WHAT YOU HAVE TO DO:
Extract every line of the entries below that contains the word "shrub", treating uppercase and lowercase letters as different.

================

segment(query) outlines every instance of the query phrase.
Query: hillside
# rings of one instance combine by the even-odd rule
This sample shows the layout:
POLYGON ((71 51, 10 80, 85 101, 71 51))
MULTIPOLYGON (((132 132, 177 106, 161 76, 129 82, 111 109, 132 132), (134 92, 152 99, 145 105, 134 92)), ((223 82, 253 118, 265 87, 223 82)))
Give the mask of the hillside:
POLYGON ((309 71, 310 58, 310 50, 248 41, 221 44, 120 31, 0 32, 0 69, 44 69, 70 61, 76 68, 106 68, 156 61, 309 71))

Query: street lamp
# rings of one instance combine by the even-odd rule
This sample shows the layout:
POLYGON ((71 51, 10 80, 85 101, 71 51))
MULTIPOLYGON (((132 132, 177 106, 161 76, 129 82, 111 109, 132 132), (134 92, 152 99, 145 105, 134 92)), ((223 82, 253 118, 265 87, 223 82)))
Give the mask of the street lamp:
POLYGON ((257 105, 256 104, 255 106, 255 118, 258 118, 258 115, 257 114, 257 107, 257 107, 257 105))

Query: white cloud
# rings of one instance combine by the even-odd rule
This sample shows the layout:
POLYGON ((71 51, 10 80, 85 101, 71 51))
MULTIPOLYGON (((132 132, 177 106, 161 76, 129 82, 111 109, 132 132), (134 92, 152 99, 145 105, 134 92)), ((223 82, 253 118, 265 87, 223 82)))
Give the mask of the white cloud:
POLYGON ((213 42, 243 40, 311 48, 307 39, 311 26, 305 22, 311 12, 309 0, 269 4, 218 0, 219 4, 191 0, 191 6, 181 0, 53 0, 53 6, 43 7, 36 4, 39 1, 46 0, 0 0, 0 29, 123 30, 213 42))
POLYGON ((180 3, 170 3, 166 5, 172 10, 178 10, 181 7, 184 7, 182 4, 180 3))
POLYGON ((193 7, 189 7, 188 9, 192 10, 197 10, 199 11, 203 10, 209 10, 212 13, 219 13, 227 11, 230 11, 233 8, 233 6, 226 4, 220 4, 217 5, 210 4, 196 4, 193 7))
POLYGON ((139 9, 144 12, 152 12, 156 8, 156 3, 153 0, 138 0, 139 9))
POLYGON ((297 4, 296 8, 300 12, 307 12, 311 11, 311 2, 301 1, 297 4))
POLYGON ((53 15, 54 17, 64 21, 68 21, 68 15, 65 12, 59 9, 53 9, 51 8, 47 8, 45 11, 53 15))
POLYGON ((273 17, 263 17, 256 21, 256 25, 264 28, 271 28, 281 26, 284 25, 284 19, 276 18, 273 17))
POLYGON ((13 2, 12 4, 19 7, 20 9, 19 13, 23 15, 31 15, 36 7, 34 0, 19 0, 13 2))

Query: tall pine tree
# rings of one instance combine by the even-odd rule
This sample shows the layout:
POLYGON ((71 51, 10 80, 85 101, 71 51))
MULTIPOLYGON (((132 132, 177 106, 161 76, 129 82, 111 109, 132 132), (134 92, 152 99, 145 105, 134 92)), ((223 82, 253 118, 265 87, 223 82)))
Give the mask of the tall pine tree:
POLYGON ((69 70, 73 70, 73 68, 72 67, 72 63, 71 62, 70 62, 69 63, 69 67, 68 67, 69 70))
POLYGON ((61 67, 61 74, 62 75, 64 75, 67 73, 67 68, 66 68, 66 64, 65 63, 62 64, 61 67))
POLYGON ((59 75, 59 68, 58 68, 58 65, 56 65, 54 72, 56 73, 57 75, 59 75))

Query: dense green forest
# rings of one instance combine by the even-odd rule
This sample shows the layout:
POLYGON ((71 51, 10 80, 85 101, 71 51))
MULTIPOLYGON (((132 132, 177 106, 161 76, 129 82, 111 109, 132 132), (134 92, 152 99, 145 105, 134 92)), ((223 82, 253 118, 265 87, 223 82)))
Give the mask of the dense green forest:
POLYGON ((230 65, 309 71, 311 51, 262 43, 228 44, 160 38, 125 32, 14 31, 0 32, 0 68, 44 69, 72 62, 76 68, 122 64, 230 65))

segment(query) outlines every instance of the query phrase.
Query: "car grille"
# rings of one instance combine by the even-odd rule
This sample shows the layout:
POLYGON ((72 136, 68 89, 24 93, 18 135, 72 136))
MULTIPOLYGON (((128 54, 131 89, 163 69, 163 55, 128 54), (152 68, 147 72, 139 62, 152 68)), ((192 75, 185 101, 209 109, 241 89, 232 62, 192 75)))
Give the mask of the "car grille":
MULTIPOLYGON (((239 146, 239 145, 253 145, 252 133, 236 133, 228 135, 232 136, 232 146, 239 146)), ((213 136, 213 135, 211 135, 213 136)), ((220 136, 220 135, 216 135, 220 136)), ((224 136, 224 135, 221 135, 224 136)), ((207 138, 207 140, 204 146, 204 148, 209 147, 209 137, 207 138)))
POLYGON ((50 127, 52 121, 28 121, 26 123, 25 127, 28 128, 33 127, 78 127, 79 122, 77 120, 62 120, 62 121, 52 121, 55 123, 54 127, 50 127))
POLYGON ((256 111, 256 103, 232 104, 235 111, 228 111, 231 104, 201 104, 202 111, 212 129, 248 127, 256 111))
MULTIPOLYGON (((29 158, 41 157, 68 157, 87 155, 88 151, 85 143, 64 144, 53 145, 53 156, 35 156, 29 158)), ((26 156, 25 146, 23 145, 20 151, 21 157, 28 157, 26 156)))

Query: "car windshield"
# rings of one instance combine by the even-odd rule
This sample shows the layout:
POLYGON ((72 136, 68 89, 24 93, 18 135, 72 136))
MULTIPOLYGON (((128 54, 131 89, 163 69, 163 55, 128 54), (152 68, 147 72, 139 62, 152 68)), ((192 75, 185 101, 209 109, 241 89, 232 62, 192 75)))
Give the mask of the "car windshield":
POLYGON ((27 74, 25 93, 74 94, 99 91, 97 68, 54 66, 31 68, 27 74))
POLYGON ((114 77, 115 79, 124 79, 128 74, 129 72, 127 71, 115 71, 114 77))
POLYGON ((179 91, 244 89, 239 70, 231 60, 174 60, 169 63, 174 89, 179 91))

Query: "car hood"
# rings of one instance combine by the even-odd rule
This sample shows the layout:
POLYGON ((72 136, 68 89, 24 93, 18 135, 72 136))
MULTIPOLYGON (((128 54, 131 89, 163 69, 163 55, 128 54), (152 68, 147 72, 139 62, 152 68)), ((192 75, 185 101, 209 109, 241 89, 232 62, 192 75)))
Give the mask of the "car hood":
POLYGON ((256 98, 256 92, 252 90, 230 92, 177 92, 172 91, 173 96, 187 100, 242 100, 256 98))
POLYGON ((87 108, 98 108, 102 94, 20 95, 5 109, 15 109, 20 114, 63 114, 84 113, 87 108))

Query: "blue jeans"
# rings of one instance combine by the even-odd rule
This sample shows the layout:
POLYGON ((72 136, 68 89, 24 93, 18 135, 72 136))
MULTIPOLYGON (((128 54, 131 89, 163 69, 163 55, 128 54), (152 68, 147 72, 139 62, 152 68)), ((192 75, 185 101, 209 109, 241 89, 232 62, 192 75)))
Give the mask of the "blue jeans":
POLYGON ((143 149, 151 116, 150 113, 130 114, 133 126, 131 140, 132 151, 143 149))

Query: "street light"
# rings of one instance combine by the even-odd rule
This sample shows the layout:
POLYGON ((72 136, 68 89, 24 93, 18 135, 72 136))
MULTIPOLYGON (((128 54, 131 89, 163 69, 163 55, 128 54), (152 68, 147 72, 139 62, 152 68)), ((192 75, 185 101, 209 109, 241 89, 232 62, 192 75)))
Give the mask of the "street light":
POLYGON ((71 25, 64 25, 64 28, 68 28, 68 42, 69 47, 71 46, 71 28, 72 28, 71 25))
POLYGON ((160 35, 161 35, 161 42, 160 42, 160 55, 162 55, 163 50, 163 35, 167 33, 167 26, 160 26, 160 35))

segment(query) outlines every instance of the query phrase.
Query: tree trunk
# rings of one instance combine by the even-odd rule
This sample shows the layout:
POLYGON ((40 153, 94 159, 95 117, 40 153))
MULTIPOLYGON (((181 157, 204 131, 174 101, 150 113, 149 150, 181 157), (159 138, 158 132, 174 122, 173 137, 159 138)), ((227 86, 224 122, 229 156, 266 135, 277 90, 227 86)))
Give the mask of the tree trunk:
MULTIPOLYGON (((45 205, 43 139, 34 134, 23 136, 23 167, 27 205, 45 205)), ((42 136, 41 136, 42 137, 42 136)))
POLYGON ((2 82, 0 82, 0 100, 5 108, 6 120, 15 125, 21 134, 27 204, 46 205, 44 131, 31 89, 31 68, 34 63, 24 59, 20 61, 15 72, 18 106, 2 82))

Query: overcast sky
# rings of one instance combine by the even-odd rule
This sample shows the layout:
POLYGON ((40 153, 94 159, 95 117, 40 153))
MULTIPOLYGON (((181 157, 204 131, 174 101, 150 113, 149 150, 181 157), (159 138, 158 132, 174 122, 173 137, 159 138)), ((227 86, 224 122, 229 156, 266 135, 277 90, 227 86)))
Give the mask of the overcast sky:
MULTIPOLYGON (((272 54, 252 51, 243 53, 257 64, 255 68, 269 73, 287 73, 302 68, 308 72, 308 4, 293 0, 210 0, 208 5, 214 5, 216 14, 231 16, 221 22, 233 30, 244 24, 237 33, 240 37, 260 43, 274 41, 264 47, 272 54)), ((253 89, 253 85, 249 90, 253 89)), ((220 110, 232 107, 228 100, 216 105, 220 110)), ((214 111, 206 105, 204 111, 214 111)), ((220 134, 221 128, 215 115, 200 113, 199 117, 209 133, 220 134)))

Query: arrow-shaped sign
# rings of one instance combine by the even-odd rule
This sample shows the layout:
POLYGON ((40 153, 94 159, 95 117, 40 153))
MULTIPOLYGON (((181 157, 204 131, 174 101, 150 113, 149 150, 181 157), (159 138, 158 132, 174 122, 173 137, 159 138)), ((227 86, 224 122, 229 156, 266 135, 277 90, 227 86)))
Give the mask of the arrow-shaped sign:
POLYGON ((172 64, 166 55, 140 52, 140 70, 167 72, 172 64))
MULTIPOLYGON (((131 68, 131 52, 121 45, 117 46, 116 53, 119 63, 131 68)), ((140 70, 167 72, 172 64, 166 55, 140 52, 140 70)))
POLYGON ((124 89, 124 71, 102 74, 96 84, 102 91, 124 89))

================

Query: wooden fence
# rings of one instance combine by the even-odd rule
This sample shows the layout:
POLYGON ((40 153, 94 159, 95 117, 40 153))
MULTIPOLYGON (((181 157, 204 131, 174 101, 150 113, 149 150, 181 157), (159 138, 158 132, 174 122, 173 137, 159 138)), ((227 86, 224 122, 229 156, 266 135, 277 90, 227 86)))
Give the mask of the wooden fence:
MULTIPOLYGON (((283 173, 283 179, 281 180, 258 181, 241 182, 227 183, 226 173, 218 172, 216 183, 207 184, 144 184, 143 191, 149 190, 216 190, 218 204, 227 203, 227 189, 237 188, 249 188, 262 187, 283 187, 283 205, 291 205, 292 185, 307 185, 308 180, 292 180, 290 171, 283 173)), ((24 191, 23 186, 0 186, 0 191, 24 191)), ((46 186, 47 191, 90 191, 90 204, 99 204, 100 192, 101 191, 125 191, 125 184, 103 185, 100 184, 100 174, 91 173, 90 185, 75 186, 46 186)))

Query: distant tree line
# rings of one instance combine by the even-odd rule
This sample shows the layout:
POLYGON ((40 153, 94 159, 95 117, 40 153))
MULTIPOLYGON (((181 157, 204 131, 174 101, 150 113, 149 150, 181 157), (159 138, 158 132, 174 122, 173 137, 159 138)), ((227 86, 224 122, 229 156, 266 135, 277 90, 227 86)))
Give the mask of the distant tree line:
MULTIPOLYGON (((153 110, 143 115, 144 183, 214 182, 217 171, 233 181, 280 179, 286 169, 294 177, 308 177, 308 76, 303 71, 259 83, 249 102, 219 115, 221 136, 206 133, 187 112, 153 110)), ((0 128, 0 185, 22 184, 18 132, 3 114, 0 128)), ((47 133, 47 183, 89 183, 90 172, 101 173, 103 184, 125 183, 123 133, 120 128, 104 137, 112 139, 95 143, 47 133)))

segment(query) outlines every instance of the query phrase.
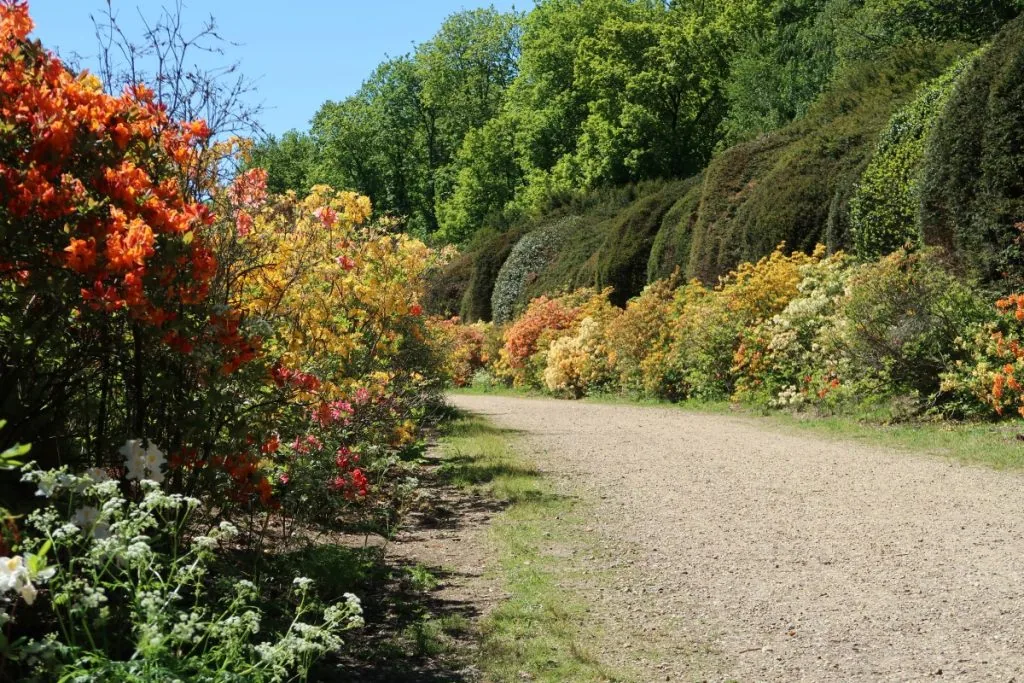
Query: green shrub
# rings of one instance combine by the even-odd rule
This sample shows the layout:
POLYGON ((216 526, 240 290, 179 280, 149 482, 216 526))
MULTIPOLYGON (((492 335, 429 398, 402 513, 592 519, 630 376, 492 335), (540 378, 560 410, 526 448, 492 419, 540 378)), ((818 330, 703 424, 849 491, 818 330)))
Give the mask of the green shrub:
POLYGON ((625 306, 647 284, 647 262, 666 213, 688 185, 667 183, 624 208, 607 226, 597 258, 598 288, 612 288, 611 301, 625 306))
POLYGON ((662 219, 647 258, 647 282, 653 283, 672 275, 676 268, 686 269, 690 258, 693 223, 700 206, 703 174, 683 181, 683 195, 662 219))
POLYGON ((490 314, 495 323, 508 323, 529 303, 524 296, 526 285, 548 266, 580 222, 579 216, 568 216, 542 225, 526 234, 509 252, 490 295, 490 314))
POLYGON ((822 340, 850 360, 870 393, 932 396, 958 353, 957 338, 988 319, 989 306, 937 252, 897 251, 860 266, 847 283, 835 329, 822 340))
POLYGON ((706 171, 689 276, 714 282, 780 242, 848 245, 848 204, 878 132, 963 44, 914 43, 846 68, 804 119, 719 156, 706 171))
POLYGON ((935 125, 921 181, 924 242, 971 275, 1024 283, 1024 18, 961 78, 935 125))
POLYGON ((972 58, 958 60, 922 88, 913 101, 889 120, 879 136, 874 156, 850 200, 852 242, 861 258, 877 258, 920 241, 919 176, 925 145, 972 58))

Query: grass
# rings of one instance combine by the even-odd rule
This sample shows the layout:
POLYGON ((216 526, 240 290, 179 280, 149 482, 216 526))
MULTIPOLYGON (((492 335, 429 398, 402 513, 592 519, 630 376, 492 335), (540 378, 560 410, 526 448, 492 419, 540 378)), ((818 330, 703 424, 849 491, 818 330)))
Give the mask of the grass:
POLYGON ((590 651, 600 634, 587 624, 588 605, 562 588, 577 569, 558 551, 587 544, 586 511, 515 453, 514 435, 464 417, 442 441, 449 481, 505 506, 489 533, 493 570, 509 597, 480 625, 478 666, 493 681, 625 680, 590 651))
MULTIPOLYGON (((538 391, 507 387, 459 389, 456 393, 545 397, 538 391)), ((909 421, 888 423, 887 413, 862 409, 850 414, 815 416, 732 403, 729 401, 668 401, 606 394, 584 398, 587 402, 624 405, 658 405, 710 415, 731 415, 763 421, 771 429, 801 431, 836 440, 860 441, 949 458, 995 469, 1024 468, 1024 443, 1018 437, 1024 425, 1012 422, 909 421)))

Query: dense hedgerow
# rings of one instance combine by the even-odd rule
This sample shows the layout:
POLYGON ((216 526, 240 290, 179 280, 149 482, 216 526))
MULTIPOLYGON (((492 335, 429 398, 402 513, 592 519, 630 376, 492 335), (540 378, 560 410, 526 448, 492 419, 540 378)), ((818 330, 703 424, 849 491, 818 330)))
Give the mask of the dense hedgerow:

================

TASK RESULT:
Query: green shrub
Give the mask of the green shrub:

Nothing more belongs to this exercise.